*** Input data ***
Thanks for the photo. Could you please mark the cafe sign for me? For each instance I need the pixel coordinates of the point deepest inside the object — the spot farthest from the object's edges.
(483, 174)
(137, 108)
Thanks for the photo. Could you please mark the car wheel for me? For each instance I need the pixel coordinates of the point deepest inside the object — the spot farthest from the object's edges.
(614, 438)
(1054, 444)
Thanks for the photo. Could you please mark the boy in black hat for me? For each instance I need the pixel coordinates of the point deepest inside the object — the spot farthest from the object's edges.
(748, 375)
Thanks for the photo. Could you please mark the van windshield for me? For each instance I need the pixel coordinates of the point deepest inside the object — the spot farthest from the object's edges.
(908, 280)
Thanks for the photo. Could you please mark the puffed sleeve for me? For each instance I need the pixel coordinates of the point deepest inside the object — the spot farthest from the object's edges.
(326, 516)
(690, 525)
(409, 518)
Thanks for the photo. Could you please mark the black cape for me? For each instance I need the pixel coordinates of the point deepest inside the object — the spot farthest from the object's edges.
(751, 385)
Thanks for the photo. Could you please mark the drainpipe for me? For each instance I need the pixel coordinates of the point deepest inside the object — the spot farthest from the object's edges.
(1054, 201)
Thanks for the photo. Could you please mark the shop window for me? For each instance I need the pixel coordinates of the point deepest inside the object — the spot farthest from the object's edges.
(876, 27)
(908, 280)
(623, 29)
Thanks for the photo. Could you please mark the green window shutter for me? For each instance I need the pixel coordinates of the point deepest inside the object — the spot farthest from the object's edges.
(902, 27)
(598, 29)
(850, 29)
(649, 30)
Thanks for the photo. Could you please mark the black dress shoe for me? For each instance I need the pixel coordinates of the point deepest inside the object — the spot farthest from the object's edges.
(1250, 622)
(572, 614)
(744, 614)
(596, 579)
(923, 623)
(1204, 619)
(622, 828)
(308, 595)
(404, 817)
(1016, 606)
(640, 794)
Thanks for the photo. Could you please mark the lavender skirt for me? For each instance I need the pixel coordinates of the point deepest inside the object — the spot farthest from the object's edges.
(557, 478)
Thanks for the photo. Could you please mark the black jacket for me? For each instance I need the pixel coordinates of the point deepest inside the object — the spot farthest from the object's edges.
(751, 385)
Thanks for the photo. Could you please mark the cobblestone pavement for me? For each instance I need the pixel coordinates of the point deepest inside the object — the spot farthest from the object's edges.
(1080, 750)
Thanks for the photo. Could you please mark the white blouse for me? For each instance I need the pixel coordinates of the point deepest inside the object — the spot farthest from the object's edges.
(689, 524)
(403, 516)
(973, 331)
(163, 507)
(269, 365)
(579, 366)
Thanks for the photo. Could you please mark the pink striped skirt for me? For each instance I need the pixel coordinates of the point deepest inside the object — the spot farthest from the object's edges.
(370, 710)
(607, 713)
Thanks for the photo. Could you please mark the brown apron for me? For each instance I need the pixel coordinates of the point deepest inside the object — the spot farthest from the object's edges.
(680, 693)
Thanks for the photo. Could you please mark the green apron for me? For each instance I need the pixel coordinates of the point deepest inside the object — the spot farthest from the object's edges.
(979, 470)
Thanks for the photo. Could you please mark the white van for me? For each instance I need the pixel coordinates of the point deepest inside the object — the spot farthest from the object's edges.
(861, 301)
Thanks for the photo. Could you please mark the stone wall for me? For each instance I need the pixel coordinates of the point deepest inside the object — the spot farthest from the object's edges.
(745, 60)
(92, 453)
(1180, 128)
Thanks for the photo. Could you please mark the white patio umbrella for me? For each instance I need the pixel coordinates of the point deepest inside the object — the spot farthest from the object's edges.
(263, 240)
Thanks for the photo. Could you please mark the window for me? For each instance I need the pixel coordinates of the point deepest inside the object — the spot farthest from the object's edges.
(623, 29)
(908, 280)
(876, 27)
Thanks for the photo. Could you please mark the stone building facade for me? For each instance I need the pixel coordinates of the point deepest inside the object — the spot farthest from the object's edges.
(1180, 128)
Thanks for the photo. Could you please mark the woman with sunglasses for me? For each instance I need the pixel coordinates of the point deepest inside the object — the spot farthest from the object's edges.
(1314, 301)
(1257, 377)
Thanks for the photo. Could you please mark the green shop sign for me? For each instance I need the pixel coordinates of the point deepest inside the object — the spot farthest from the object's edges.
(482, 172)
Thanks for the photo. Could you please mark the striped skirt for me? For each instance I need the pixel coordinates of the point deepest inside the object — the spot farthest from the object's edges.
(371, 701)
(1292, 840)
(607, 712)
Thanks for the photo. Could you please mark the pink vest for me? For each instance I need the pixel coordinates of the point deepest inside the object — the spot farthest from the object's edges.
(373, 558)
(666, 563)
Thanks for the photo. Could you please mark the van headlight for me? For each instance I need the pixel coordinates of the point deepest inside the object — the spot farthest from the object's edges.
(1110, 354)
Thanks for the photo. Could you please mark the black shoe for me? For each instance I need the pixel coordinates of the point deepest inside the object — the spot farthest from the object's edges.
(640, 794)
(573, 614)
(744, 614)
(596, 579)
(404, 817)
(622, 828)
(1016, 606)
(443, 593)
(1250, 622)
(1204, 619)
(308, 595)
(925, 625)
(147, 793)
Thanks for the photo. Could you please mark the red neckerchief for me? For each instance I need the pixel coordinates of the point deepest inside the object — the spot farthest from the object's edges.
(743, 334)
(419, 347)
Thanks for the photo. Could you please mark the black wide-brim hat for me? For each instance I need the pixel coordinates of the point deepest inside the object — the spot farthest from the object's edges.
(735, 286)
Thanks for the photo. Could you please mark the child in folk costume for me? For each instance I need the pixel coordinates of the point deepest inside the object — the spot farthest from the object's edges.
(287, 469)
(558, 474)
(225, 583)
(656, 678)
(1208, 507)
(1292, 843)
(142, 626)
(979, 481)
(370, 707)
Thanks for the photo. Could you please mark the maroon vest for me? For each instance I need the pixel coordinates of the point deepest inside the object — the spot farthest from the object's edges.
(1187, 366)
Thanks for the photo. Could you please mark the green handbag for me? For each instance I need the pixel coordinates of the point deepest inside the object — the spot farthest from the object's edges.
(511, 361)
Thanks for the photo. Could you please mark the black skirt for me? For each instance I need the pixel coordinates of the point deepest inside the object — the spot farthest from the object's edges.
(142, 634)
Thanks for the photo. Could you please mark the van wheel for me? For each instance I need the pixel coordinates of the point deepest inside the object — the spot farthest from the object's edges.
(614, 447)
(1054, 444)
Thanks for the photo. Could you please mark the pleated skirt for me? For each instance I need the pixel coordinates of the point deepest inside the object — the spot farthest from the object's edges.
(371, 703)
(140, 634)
***
_Directions_: Word for word, write out the entries above again.

_Completed task_:
Thanks for the photo. Could you please mark the cafe sign for me? For each instance I need the pixel coordinates of the point deepest inside the object — the spot farthest from the object's edges.
(483, 174)
(137, 108)
Thanks for the photo. Could you please mark the car wheel for me? For each instance I need the pixel coordinates of the point deepest inside the object — the spot farthest from the object's edges.
(614, 438)
(1054, 444)
Thanks for the photo. Could you please mark the boy in black hat for me? For each instance I need the pixel coordinates of the point deepest inside the object — the spot farthest from the object's edges.
(748, 375)
Thanks for the photo. Could you please mark the van windshield for me? For each instance I need the pixel coordinates of the point deepest inside the object — the spot farthest from the object's edges.
(908, 280)
Thanks for the photo. Could you please mark the puffed sleeve for me? For each instance I need the pixel coordinates of the point deepest inside the object — the spot farthest from the object's edges.
(326, 516)
(690, 525)
(409, 518)
Thanks for the photo. Could you please mark the black cape for me? For each instance I need the pixel coordinates of the point deepest inside the object — the spot farthest from the object's edges.
(751, 385)
Thanks for the photo. Could you please mark the drainpipe for me? For each instance I need the pixel coordinates of the point deepest inside the object — the spot farthest from the object's edges.
(1054, 201)
Thanks for the photo. Could you please mark the shop window for me? For each instance I need the pixel coordinates of the point deepest inside the object — the spot farthest from the object's edges.
(876, 27)
(908, 280)
(623, 29)
Thanks for the photo. Could you please mark the green window shutter for me? For each instance I need the pixel coordinates of the point deepest inside the object — the spot farthest from the object's edges.
(902, 27)
(598, 29)
(850, 29)
(649, 30)
Thanks for the photo. Could you please mark the black dress shoe for me? For each instance I need the pixel coordinates of the point deepest inside the object — the spot farthest from the object's edges.
(1250, 622)
(572, 614)
(744, 614)
(596, 579)
(923, 623)
(1204, 619)
(622, 828)
(308, 595)
(404, 817)
(1016, 606)
(640, 794)
Thanks for the photo. Could you please mark the lavender skirt for me? For each instance I need the pixel coordinates of the point deepest inside the object — the spot farthest from the object's edges.
(557, 478)
Thanks for the photo. Could you please mark the black jacket for me? For each instance I need the pixel coordinates of the point deepest inside the object — the spot farthest from the object's edges.
(751, 385)
Thanks for the photo. Could you please mark the cobblestone pavement for me? For each instance I need the pixel coordinates of the point deepest inside the object — the spot farthest from the object's edges.
(1080, 750)
Thanks for the photo. Could you please mark the white blouse for me? For each instance I need the pixel coordinates of the point deepest inside the object — the spot farthest from the object's edges.
(689, 524)
(403, 516)
(973, 331)
(163, 507)
(269, 365)
(579, 366)
Thanks for the photo. Could you please mark the pink striped skirt for me? For each instance I need the pixel coordinates of the point deepest inside the object — the spot farthest from the object's edges.
(370, 710)
(607, 713)
Thanks for the photo. Could you please mark the brown apron for me? For each instance I need the pixel coordinates of the point deepest inside the object — the spot farthest from the object's edges.
(680, 693)
Thanks for the photo. Could you please mark the green apron for me? For each instance I need the pixel coordinates of the point deepest inside the object — the spot farthest from the object's edges.
(979, 470)
Thanks for the photo. Could you please mark the white van for me? For each instance I need the pixel coordinates of the point deepest inside the object — the spot farthest from the object's edges.
(861, 301)
Thanks for the photo. Could you please mark the stone wall for me? For each instance I need the pixel coordinates of the point deepest inside the object — the spot farthest from the object's edges.
(745, 60)
(92, 453)
(1180, 128)
Thanks for the photo. Could you please mark the white patio umbrella for me? For each instance I need the pixel coordinates of the point deepest inside the object — the spot farthest from the object's edges.
(263, 240)
Thanks for the photo. Could you please mark the window for me? For each instance I need the pixel coordinates of the point deepest inside the object — the spot farthest from the object's edges.
(623, 29)
(908, 280)
(876, 27)
Thanks for the photo. Could you please mark the stone building facade for me? For each instance I need the pixel coordinates of the point deepest inside the object — the spot farthest from the object's edges.
(1180, 128)
Thanks for the photo. Could you please mark the woman with sunglasses for me? For each instance I need the pixel coordinates of the point deepest inside the object — the spot farthest from the object's edges.
(1314, 301)
(1257, 377)
Thanks for the photo. Could you please mark the green shop sign for me? For each instance I need the pixel coordinates of the point deepest inside the object — the spot farthest from the object's edges.
(482, 172)
Thanks for the photo. Could you please mark the striped skirt for me? For each instance I need the pixel coordinates of the point deepest inside the object — the spot farthest from the object's edges.
(371, 701)
(1292, 840)
(607, 712)
Thanks for the photo. Could you please mark the pink vest for me? For each instance I need the pixel coordinates of the point deepest inside the object — the spot farthest from the object's edges.
(373, 558)
(666, 563)
Thanks for the photo. Could you please mark the van headlight for me? For each instance I need the pixel coordinates of the point deepest inside the object — the spot farthest from the object's edges.
(1110, 354)
Thanks for the photo. Could you please mark the black shoe for me? For each instance I need the pixel coordinates of the point deepest inside the object — the spot farthest from the object's edges.
(640, 794)
(573, 614)
(744, 614)
(596, 579)
(404, 817)
(622, 828)
(1016, 606)
(443, 593)
(1250, 622)
(1204, 619)
(308, 595)
(925, 625)
(147, 793)
Thanks for the photo. Could you please mark the red neckerchief for me? For each instance I need the pixel coordinates of the point deepest inside the object — the spot farthest from the object's edges.
(743, 334)
(419, 347)
Thanks for the photo. Could you please mark the black wide-brim hat for me? For each instance I need the pixel coordinates of the point deepest inside the object — the spot farthest from the object's edges.
(735, 286)
Thanks for the photo. Could you please mark the child in folk costume for me? For each instance I need the pixel coordinates of the point deepest inside the object — the spot farthest from the object's edges.
(287, 469)
(558, 474)
(225, 583)
(656, 678)
(1208, 507)
(1292, 843)
(142, 626)
(979, 481)
(370, 707)
Thanks for the photo. Could you please mark the maroon vest for me? For each instance I need the pixel coordinates of the point deepest inside the object — the spot farthest from the object's edges.
(1187, 366)
Thanks for the photo. Could you please mark the green handbag for me? For each instance I need the pixel coordinates of the point deepest inside the object — the spot farthest from the object's edges.
(511, 361)
Thanks for the photo. Could you please mark the black skirt for me? For each instance I need the pixel coordinates of the point deepest inside the object — the spot farthest from the object's edges.
(142, 634)
Thanks for the photo. Could you please mark the van wheel for me? For each instance I need the pixel coordinates of the point deepest inside the object — the spot farthest from the object's edges.
(614, 447)
(1054, 444)
Thanks for the photo. Could you please mark the pleated skirt for me? For each instance I need the pixel coordinates of the point deepest inside the object — the spot farthest from the object's edges.
(371, 703)
(140, 634)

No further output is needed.